◆ **DIRECTIONS FOR THIS TASK**:
Starting at the line that has "In this exercise you will point out the rocky" and stopping after the line that has "[(879, 541), (609, 517)]", copy out that data with "rocky hill" swapped for "stone ridge" and nothing else changed.

◆ **RECORDS SHOWN**:
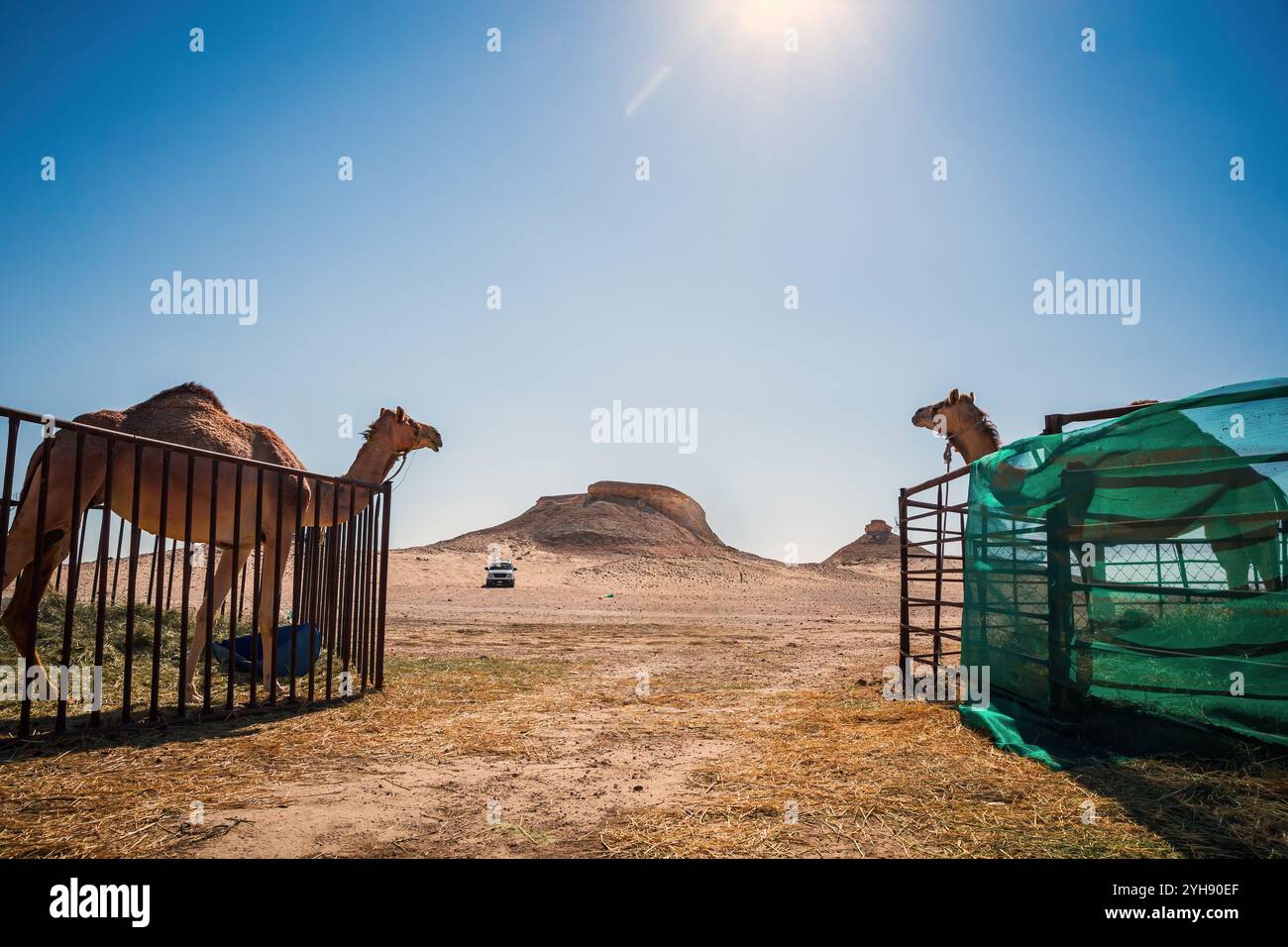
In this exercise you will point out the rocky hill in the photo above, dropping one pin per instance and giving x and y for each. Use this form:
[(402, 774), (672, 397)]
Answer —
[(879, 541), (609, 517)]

* * *

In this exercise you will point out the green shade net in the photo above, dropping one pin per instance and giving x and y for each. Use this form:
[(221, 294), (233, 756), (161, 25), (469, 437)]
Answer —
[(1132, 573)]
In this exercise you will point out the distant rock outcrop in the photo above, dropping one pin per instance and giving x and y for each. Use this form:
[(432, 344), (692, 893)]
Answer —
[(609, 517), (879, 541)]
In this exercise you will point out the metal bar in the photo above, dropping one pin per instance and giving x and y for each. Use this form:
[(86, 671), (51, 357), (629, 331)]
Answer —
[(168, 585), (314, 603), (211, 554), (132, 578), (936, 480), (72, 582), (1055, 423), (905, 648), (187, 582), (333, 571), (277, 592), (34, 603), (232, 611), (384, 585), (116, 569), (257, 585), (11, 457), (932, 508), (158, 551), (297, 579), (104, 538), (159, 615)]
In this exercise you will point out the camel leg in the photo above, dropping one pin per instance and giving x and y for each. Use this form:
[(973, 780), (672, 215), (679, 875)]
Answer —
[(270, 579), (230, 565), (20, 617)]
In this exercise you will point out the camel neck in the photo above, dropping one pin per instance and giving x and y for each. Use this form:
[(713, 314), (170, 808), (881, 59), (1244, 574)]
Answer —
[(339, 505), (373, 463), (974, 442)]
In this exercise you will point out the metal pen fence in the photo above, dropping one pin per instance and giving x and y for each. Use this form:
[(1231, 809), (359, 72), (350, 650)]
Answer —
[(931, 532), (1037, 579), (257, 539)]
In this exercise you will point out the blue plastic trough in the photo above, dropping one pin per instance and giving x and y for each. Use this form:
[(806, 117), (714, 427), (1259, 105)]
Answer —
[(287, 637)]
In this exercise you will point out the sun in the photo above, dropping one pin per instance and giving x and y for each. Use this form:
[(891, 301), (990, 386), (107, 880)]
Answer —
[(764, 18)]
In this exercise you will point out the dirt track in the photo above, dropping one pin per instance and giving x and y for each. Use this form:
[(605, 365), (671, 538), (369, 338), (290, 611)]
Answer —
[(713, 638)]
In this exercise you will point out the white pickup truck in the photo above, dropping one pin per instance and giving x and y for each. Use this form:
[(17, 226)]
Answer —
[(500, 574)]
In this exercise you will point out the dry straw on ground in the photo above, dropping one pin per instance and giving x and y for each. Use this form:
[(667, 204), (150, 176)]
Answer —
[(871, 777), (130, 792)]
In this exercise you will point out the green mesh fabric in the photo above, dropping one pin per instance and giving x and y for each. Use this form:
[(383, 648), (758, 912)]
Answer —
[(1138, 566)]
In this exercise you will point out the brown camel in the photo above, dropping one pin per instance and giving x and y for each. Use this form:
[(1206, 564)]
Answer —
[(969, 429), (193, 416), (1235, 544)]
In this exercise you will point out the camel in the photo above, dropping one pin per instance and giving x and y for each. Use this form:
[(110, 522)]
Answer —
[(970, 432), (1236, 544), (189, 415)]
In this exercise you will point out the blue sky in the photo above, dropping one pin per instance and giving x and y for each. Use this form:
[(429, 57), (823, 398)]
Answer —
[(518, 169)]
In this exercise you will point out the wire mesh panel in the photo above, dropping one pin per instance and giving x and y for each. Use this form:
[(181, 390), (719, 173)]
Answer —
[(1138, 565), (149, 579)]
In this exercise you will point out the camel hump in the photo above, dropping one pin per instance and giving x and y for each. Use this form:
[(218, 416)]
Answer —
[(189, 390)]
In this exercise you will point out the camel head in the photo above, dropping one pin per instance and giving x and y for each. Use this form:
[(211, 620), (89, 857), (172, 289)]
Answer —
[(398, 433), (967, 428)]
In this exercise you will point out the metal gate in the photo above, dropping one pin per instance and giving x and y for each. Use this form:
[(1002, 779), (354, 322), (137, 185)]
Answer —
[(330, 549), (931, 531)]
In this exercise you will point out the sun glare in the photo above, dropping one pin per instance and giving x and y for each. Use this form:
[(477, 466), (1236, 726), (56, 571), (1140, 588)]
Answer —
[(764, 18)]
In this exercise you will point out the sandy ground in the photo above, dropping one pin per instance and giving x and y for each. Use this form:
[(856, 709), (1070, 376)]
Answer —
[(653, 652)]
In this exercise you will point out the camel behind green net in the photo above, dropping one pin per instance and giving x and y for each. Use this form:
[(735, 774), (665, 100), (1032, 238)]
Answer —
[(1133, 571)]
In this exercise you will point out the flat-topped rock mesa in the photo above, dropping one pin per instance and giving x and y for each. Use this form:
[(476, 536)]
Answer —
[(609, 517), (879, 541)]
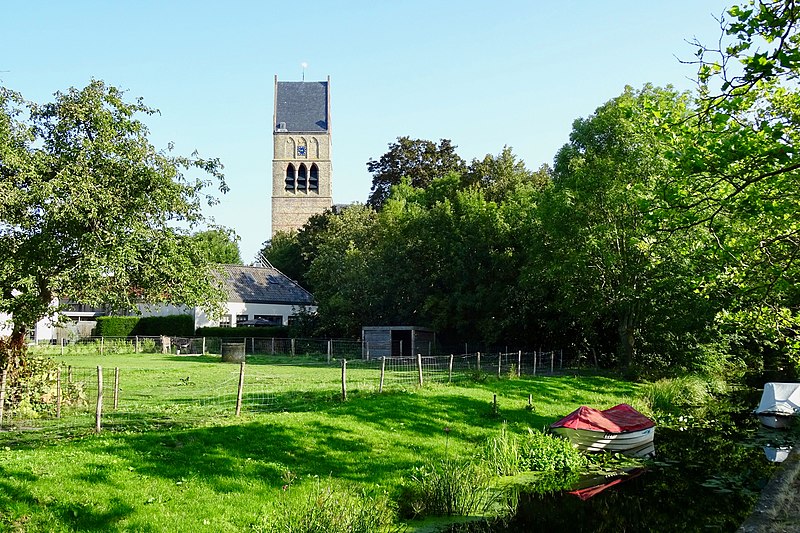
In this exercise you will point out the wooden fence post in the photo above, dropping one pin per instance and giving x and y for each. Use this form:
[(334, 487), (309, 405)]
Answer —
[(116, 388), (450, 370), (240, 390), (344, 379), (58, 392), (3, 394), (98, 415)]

◆ **SOLUTION TO THIS PROBLEM**:
In this exercise you will point out the stone ridge in the photo above, dropping one pin per instance and giving x and y for each. Use this form:
[(402, 774), (672, 397)]
Answer —
[(879, 541), (609, 517)]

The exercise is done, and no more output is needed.